-- Task set --
1/ In the text on Omicron and India's pandemic response, list the factors it names as reasons the SARS outbreak ended in July 2003.
2/ Resume the text on Omicron and India's pandemic response, starting after its final sentence.

-- Text passage --
/---

In 2003, the SARS outbreak in Hong Kong and southern China followed a similar trajectory. Though SARS had a higher fatality rate than Sars-Cov-2, that pandemic quickly seemed to weaken as it spread beyond the initial clusters of hospitals and a densely-packed housing estate. I was based in Hong Kong at the time, reporting on the outbreak for the Financial Times, and was alarmed by doctors at hospitals that were the epicentre of the epidemic saying it could spread via touching an elevator button. (I briefly considered not taking the lift but the FT office was in a skyscraper that towered even over Hong Kong’s business district.) Eventually, the SARS outbreak ended in July 2003 due to many factors, such as frequent hand-washing, mask wearing and the high temperature and humidity of the region in summer months.

The past is not always prologue, especially in the mercurial twists and turns of the Sars-Cov-2 saga, but Omicron’s outbreak does feel like the beginning of the end of the pandemic. With the vast majority of residents in our major metropolises double vaccinated and with many having had covid in the horrendous second wave last year, India seems well positioned to weather it. Almost two-thirds of our population had been double vaccinated as of the end of 2021, and the numbers in major cities are well above the national average.

Paradoxically, state and city administrations in India are responding with something approaching the sledgehammer approach we have seen all too frequently. Bengaluru and Delhi will impose weekend curfews from Friday night, rather than limit the number of people who can gather in one place, which would be much more sensible and not deliver another body blow to service industries. Politicians continue to pose at vaccine camps of all places without wearing masks—which just about every expert believes we need to continue doing for the foreseeable future. Friends in Delhi who tested positive, albeit with very mild symptoms, had to argue with municipal officials and produce doctors’ certificates to avoid being marched off to hospitals. A friend’s niece who had come off a flight from Europe was forcibly hospitalized for ten days in Delhi at a cost of 10,000 a day and inexplicably denied an RT-PCR test for days. Meanwhile, the contrast between our government’s risk assessment for travellers from Europe and those from the US could not be starker. The former are tested as they get off planes and subject to home quarantines, while those from the US, where new infections crossed 1 million over a 24-hour period on Monday, saunter through. Perhaps India merely has different rules for superpowers.

\---

-- Supplied data --
/---

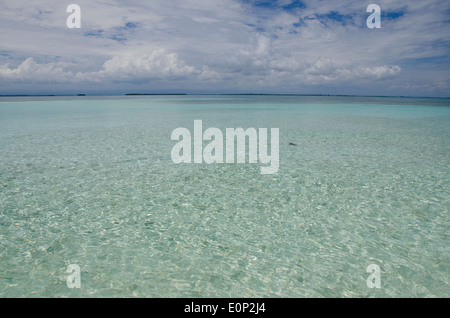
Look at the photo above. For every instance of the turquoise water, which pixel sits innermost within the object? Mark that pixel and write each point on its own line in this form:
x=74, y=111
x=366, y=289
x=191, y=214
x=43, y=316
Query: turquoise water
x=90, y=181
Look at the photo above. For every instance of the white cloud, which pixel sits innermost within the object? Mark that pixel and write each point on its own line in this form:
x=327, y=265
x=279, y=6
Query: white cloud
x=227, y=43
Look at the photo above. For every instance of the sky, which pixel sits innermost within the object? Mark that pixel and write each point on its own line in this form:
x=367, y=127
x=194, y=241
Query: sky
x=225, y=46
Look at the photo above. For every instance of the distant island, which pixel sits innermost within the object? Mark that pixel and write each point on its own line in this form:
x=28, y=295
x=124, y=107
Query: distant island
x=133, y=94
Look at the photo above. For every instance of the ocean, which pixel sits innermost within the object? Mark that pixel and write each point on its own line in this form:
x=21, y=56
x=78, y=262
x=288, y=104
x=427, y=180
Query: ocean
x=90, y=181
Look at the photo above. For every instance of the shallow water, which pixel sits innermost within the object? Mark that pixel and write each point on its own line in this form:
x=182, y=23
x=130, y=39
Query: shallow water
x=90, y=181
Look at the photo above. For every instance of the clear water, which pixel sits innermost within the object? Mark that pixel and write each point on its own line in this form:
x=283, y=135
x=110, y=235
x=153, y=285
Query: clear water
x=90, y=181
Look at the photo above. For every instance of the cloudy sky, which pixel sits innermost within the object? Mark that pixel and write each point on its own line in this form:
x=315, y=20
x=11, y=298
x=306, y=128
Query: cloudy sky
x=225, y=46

\---
/---

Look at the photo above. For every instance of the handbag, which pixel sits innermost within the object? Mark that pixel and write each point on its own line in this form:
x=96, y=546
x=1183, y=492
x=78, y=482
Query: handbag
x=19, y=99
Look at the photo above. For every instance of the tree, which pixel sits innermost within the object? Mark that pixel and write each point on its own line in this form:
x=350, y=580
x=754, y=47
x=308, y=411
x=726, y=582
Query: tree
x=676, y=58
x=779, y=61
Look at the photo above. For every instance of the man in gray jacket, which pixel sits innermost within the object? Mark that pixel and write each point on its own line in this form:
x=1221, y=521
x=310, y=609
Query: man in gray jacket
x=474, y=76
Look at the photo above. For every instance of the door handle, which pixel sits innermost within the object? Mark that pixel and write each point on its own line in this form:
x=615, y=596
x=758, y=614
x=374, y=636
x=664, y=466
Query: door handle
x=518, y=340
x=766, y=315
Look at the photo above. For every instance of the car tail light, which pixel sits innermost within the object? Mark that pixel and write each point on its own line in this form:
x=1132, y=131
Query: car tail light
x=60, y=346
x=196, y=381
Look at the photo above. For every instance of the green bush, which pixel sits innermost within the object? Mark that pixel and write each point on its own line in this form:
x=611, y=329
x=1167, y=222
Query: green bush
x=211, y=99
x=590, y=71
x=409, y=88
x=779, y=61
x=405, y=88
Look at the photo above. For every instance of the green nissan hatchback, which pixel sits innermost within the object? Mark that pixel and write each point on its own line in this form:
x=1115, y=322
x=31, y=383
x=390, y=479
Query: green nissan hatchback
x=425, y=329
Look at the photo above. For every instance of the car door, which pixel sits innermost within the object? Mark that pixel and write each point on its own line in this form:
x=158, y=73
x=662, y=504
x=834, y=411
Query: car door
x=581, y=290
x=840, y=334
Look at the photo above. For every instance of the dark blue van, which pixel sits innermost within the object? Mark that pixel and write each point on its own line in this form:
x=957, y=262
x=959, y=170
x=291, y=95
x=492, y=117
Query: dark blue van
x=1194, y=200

\---

-- Solved problems --
1/
- Frequent hand-washing
- Mask wearing
- The high temperature and humidity of the region in summer months

2/
As for boosters, all changed when Prime Minister Narendra Modi announced on 25 December that a “precautionary" dose would be available for those over 60 with co-morbidities. It’s still a puzzle why protein-based vaccines such as Covovax, which are, if anything, more effective in creating antibodies, were only approved a few days after Modi’s announcement and long after the World Health Organisation had approved Covovax.

Fresh off a plane from Hong Kong in January 2020, I did what I could to sound alarm bells over the approaching covid pandemic, interviewing a renowned epidemiologist a couple of weeks later. Now, I fear a kind of covid coverage-induced brain fog trying to understand our bureaucracy’s contradictory responses more than I worry about contracting Omicron. The good news from across the world is that the milder, gentler Omicron is triumphing in what The New York Times’ Carl Zimmer characterizes as a wrestling match-styled “cage-fight" with Delta. Omicron may even deliver herd immunity.

The government needs to ensure we wear masks religiously, meet outdoors where possible and stop large gatherings such as election rallies and large weddings. But let’s not choke India’s economic recovery with curfews and lockdowns.

Rahul Jacob is a Mint columnist and a former Financial Times foreign correspondent.